The court ruled Baker's first challenge to be without merit, noting that Baker alleged only that his attorney had given him erroneous information about the possible maximum sentence. The record itself reflected that the district court had informed Baker of the correct maximum sentence. Implicit in the court's ruling is the acknowledgment that even if the attorney gave Baker incorrect information, the judge's advice on the record, as a matter of law, was sufficient to bar Baker from relying on a claim that he pled guilty on a mistaken assumption about the consequences of going to trial. Baker, 781 F.2d at 88.


Baker's second challenge was similarly defeated. Baker claimed that the government had agreed to stand mute at sentencing, and broke this promise by making a statement at sentencing, although not requesting any particular sentence. The alleged promise was not part of the plea agreement, and the plea transcript contained no reference to it. The court noted that Baker had expressly disclaimed any other understandings, promises or representations when answering the district court's questions pursuant to Fed.R.Crim.P. 11, and held that it was incumbent on Baker to inform the district court of all of the terms of the plea agreement when asked to do so. The court stressed that the Rule 11 inquiry was thorough, on the record and thus available for scrutiny, and that Baker had been advised that he must answer the judge's questions truthfully under penalty of perjury. The court stated that it agreed with the reasoning of the Fifth Circuit that "where the court has scrupulously followed the required procedure, 'the defendant is bound by his statements in response to that court's inquiry.' " Id. at 90 (quoting Moore v. Estelle, 526 F.2d 690, 696-97 (5th Cir.), cert denied, 426 U.S. 953, 96 S.Ct. 3180, 49 L.Ed.2d 1192 (1976)).


Finally, Baker's claim that he was entitled to an evidentiary hearing was rejected because the record clearly revealed that his guilty plea was knowing and voluntary. Moreover, the plea was entered before, and Baker was sentenced by, the same judge who considered the section 2255 motion. For these reasons, no hearing was required. Id. at 92.

EXCERPTED RECORDS
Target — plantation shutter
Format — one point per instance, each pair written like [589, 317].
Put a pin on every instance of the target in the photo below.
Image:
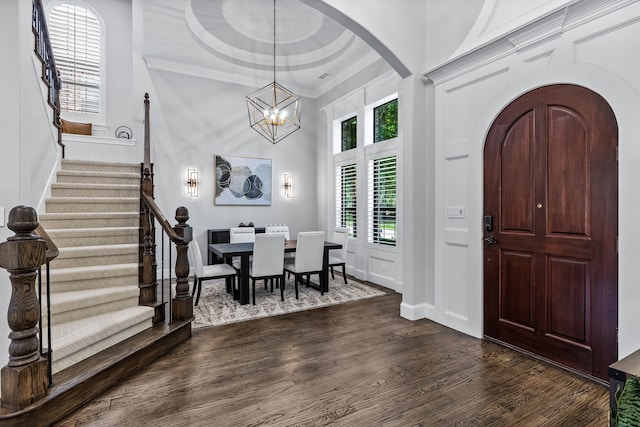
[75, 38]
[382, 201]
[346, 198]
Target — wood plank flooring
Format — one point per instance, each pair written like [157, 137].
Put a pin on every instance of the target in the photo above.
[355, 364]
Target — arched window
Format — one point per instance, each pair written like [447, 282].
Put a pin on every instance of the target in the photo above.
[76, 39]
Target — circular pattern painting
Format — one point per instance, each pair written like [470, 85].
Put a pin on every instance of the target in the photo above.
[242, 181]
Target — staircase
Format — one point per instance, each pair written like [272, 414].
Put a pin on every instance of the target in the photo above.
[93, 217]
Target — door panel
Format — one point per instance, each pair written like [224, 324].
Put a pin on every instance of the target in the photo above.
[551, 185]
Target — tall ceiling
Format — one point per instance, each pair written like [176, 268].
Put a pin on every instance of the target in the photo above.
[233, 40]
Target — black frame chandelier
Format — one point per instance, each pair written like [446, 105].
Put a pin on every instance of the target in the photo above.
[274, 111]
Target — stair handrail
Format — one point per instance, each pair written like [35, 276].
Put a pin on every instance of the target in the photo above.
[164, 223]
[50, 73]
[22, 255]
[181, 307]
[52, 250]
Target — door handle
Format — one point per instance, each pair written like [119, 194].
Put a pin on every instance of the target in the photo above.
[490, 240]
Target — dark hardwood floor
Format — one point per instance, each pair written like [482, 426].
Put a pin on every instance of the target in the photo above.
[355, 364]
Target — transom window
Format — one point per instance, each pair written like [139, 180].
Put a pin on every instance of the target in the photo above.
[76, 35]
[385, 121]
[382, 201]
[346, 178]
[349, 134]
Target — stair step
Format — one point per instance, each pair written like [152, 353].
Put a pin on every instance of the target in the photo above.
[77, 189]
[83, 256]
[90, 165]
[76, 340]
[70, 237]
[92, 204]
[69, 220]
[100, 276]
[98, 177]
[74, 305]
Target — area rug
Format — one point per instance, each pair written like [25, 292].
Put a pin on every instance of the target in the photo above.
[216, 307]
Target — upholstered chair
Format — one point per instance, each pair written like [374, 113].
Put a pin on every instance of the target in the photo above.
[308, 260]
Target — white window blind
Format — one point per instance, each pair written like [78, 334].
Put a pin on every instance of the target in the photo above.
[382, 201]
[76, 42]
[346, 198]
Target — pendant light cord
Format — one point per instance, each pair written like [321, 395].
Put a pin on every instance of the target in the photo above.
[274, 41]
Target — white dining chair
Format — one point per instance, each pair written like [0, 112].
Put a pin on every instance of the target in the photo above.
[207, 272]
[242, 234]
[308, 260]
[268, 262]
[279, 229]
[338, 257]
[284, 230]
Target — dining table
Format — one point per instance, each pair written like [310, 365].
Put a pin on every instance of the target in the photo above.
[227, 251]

STATED TASK 1
Transcribe the passage of the court opinion on Baker's challenges, everything from "Finally, Baker's claim" down to "required. Id. at 92.".
STATED TASK 2
According to the court opinion on Baker's challenges, what did Baker claim the government had agreed to do at sentencing?

COMPLETE ANSWER 1
Finally, Baker's claim that he was entitled to an evidentiary hearing was rejected because the record clearly revealed that his guilty plea was knowing and voluntary. Moreover, the plea was entered before, and Baker was sentenced by, the same judge who considered the section 2255 motion. For these reasons, no hearing was required. Id. at 92.

COMPLETE ANSWER 2
Baker claimed the government had agreed to stand mute at sentencing.